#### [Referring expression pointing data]
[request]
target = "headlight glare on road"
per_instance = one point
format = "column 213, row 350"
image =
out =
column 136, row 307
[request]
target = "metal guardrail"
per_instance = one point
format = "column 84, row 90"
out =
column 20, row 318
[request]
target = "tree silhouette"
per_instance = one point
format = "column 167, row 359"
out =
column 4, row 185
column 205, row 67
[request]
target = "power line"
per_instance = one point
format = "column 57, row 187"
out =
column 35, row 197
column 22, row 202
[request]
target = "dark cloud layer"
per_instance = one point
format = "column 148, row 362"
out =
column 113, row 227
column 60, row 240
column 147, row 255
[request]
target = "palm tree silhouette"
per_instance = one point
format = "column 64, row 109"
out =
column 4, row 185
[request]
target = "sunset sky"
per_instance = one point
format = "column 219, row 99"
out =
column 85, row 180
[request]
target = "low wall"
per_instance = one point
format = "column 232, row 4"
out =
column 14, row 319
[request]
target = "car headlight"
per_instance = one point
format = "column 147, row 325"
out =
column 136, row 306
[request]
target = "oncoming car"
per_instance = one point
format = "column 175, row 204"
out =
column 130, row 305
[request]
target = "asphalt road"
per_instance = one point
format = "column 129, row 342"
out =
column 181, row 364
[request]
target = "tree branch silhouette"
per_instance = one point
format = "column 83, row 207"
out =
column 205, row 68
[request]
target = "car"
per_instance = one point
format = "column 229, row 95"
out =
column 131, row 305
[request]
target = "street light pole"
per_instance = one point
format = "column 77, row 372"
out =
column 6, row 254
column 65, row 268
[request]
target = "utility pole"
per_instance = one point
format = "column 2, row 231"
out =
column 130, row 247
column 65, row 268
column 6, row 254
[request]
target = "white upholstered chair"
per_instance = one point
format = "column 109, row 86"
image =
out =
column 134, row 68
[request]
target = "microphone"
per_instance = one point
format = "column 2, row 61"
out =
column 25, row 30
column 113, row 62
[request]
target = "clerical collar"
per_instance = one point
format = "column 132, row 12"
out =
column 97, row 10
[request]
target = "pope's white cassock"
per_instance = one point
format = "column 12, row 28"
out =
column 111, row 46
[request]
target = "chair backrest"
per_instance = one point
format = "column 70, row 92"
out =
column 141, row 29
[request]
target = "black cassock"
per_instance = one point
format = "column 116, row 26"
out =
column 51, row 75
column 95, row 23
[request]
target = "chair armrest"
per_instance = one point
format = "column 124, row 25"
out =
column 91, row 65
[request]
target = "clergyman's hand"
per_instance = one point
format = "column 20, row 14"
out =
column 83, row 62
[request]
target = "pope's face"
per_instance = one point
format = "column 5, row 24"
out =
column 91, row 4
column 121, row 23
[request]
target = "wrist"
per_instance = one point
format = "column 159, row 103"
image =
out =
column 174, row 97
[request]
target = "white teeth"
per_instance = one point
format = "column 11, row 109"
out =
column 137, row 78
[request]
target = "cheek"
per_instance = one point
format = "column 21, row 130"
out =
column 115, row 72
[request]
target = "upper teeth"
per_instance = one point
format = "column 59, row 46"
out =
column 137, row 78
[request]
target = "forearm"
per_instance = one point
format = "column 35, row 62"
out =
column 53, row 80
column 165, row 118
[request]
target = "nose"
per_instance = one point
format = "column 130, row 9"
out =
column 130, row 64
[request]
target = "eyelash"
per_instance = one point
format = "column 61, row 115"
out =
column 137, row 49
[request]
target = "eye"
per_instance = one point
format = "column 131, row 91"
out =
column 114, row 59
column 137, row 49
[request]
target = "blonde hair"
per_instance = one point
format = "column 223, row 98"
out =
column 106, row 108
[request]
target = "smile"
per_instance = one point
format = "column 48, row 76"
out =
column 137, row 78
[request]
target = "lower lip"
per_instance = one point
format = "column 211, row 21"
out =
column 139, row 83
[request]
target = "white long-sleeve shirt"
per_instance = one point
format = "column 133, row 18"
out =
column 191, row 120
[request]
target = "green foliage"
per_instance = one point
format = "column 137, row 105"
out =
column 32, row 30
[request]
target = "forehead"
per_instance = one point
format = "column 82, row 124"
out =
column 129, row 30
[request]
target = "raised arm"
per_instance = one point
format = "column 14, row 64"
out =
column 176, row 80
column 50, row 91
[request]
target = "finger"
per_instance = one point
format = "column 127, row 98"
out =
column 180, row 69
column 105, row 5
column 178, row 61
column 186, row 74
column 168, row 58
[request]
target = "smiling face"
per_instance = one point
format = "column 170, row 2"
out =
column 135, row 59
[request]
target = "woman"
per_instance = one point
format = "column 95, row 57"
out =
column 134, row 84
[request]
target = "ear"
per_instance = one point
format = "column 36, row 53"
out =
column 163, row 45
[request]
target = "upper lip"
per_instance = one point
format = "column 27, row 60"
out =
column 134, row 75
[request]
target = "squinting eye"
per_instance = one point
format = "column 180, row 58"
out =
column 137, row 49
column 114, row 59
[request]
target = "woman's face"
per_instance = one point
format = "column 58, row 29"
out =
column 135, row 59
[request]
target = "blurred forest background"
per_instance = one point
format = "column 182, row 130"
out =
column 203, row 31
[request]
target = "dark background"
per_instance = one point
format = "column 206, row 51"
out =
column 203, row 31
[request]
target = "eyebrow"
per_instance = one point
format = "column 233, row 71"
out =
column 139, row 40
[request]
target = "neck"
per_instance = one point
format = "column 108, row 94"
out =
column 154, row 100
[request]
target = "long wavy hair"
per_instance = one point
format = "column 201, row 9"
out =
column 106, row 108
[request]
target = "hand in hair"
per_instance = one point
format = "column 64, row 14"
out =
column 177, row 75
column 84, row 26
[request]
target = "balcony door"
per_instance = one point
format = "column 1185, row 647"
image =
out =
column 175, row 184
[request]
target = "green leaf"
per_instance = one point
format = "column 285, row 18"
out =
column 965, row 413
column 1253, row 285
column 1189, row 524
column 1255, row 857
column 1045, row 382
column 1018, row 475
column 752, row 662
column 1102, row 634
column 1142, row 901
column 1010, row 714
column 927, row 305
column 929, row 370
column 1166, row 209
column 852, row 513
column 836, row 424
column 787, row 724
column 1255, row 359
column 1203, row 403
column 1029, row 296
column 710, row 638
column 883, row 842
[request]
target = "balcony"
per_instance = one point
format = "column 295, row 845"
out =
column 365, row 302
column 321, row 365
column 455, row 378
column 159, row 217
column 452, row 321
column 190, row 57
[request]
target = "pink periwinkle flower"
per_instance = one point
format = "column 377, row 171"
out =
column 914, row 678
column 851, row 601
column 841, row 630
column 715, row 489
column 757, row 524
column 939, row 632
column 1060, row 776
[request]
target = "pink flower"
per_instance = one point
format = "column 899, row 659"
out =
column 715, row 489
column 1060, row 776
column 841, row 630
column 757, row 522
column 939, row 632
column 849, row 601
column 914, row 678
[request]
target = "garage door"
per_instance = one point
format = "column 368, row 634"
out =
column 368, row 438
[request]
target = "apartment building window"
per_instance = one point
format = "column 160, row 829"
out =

#### [WHAT THIS TASK INVOLVES]
Reproduce the entries above in full, exactly as they read.

#### [RESULT BELOW]
[request]
target = "headlight glare on road"
per_instance = one point
format = "column 213, row 350"
image =
out =
column 136, row 307
[request]
target = "metal guardrail"
per_instance = one point
format = "column 84, row 90"
out =
column 20, row 318
[request]
target = "tree silhouette"
per_instance = one point
format = "column 167, row 359"
out =
column 4, row 185
column 205, row 67
[request]
target = "power line"
per_instance = one point
format = "column 57, row 187"
out =
column 35, row 197
column 22, row 202
[request]
target = "dark cloud layer"
per_instance = one point
format = "column 148, row 362"
out =
column 113, row 227
column 60, row 240
column 147, row 255
[request]
target = "palm tree silhouette"
per_instance = one point
format = "column 64, row 109"
out =
column 4, row 185
[request]
target = "sunset sky"
per_instance = one point
format = "column 219, row 99"
out =
column 85, row 180
[request]
target = "low wall"
per_instance = one point
format = "column 232, row 4"
out =
column 14, row 319
[request]
target = "car headlight"
per_instance = one point
format = "column 147, row 325"
out =
column 136, row 306
[request]
target = "oncoming car"
per_instance = one point
format = "column 175, row 204"
out =
column 130, row 305
[request]
target = "asphalt road"
per_instance = one point
format = "column 129, row 342"
out =
column 181, row 364
[request]
target = "tree branch silhouette"
per_instance = one point
format = "column 83, row 207"
out =
column 205, row 68
[request]
target = "car"
per_instance = one point
format = "column 229, row 95"
out =
column 131, row 305
[request]
target = "street light pole"
per_instance = one point
format = "column 77, row 372"
out =
column 6, row 254
column 65, row 268
[request]
target = "utility pole"
per_instance = one point
format = "column 2, row 231"
out =
column 130, row 247
column 65, row 268
column 6, row 254
[request]
target = "white upholstered chair"
per_instance = one point
format = "column 109, row 86"
image =
out =
column 134, row 68
[request]
target = "microphone"
per_instance = one point
format = "column 2, row 61"
out =
column 25, row 30
column 113, row 62
[request]
target = "clerical collar"
per_instance = one point
format = "column 132, row 12"
out =
column 97, row 10
[request]
target = "pope's white cassock"
per_instance = one point
format = "column 12, row 28"
out =
column 111, row 46
[request]
target = "chair backrest"
per_instance = one point
format = "column 70, row 92"
out =
column 141, row 29
[request]
target = "black cassock"
per_instance = one point
format = "column 116, row 26"
out =
column 51, row 75
column 95, row 23
[request]
target = "chair armrest"
per_instance = one point
format = "column 124, row 25"
out =
column 91, row 65
[request]
target = "clergyman's hand"
per_instance = one point
format = "column 20, row 14"
out =
column 83, row 62
[request]
target = "pope's face"
per_instance = one point
format = "column 5, row 24"
out =
column 91, row 4
column 121, row 23
[request]
target = "wrist"
per_instance = one point
format = "column 159, row 103"
image =
out =
column 174, row 97
[request]
target = "white teeth"
per_instance = one point
format = "column 11, row 109"
out =
column 137, row 78
[request]
target = "cheek"
per_instance = one point
format = "column 21, row 130"
out =
column 115, row 72
[request]
target = "upper teeth"
per_instance = one point
format = "column 59, row 46"
out =
column 137, row 78
[request]
target = "forearm"
per_instance = one point
format = "column 35, row 62"
out =
column 53, row 80
column 165, row 118
[request]
target = "nose"
per_instance = one point
format = "column 130, row 9"
out =
column 130, row 64
[request]
target = "eyelash"
per_instance = one point
format = "column 61, row 115"
out =
column 137, row 49
[request]
target = "eye"
per_instance = one point
format = "column 131, row 91"
out =
column 114, row 59
column 137, row 49
[request]
target = "blonde hair"
per_instance = one point
format = "column 223, row 98"
out =
column 106, row 108
[request]
target = "smile"
per_instance = one point
format = "column 48, row 76"
out =
column 137, row 78
[request]
target = "lower lip"
per_instance = one point
format = "column 211, row 21"
out =
column 139, row 83
[request]
target = "white long-sleeve shirt"
per_instance = one point
format = "column 133, row 18"
out =
column 191, row 120
[request]
target = "green foliage"
per_instance = one point
format = "column 137, row 105"
out =
column 32, row 30
[request]
target = "forehead"
per_instance = one point
format = "column 82, row 124"
out =
column 129, row 30
[request]
target = "raised arm"
per_instance = one point
format = "column 14, row 64"
out =
column 176, row 80
column 50, row 91
[request]
target = "finger"
per_instance = one point
format = "column 127, row 98"
out =
column 180, row 69
column 105, row 5
column 178, row 61
column 186, row 74
column 168, row 58
[request]
target = "smiling face"
per_instance = one point
format = "column 170, row 2"
out =
column 135, row 59
[request]
target = "woman"
per_instance = one point
format = "column 95, row 57"
out =
column 134, row 84
[request]
target = "ear"
per_instance = one point
format = "column 36, row 53"
out =
column 163, row 45
[request]
target = "upper lip"
per_instance = one point
format = "column 27, row 60"
out =
column 134, row 75
[request]
target = "squinting eye"
per_instance = one point
format = "column 180, row 58"
out =
column 137, row 49
column 114, row 59
[request]
target = "woman's face"
per_instance = one point
format = "column 58, row 29"
out =
column 135, row 59
[request]
target = "blurred forest background"
per_instance = one point
format = "column 182, row 130"
out =
column 203, row 31
[request]
target = "dark background"
per_instance = one point
format = "column 206, row 51"
out =
column 203, row 31
[request]
target = "eyebrow"
per_instance = one point
format = "column 233, row 71"
out =
column 139, row 40
[request]
target = "neck"
per_instance = one point
format = "column 108, row 94"
out =
column 154, row 100
[request]
target = "long wavy hair"
per_instance = one point
format = "column 201, row 9"
out =
column 106, row 108
[request]
target = "hand in hair"
per_instance = one point
format = "column 64, row 14"
out =
column 177, row 75
column 84, row 26
[request]
target = "balcony door"
per_instance = one point
format = "column 1185, row 647"
image =
out =
column 175, row 184
[request]
target = "green leaf"
per_instance = one point
format = "column 285, row 18"
out =
column 965, row 413
column 1253, row 285
column 1189, row 524
column 1255, row 857
column 1045, row 382
column 1018, row 475
column 752, row 662
column 1102, row 634
column 1142, row 901
column 1010, row 714
column 927, row 305
column 929, row 370
column 1166, row 209
column 852, row 513
column 836, row 424
column 787, row 724
column 1255, row 359
column 1203, row 403
column 1029, row 296
column 710, row 638
column 883, row 842
[request]
target = "balcony"
per_instance = one point
format = "column 295, row 845"
out =
column 365, row 302
column 321, row 365
column 455, row 378
column 159, row 217
column 452, row 321
column 190, row 57
[request]
target = "pink periwinkle flower"
per_instance = one point
format = "column 377, row 171"
out =
column 914, row 678
column 851, row 601
column 841, row 630
column 715, row 489
column 757, row 524
column 939, row 632
column 1060, row 776
[request]
target = "pink flower"
per_instance = one point
format = "column 899, row 659"
out =
column 715, row 489
column 1060, row 776
column 841, row 630
column 757, row 522
column 939, row 632
column 849, row 601
column 914, row 678
[request]
target = "garage door"
per_instance = one point
format = "column 368, row 634"
out =
column 368, row 438
[request]
target = "apartment building window"
per_instance = one point
format = "column 160, row 829"
out =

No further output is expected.